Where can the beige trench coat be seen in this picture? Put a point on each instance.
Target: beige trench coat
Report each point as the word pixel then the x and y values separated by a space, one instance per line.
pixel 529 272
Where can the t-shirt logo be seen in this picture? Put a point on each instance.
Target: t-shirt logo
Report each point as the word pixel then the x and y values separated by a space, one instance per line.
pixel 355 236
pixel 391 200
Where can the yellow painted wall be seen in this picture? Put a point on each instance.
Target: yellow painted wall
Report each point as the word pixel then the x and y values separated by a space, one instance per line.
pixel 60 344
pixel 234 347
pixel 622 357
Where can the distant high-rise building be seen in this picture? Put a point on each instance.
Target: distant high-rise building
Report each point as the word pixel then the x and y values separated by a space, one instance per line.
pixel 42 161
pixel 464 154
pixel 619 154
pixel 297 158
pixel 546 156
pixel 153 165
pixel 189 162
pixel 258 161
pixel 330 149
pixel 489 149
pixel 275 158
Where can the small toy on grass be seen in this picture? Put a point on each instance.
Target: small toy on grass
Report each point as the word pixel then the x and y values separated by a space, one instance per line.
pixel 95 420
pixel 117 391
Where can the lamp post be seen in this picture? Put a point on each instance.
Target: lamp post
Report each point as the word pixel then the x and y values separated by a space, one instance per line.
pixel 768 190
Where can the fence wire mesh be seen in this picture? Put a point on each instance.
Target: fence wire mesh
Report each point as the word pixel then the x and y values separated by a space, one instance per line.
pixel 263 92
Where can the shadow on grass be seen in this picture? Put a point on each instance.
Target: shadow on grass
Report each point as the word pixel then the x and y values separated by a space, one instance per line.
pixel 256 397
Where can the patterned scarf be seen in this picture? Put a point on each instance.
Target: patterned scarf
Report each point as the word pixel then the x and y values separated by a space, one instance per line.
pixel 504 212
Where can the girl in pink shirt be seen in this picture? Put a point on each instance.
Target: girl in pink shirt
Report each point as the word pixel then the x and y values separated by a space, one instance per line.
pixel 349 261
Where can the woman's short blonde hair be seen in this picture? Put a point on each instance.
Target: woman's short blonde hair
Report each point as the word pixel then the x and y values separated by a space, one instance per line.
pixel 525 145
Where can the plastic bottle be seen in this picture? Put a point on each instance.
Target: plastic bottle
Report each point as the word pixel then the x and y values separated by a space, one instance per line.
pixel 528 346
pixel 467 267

- - -

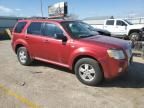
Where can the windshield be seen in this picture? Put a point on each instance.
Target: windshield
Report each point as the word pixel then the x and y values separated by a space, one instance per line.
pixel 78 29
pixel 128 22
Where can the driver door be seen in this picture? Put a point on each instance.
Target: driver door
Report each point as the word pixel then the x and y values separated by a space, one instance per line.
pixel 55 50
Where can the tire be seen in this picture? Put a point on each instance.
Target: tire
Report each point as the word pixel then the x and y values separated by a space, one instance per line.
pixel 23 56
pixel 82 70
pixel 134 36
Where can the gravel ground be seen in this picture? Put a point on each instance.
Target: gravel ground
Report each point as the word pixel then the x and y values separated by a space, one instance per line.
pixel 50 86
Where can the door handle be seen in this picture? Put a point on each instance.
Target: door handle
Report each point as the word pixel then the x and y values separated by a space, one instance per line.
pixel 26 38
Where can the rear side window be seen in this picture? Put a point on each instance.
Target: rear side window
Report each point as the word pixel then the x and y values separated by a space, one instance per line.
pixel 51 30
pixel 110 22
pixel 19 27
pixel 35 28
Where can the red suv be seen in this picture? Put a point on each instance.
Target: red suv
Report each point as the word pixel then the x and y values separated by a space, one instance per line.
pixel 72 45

- - -

**EXERCISE BRIEF**. The required answer is the number of lines in the listing above that contain the word "patterned", with nothing added.

**YOUR RESPONSE**. 2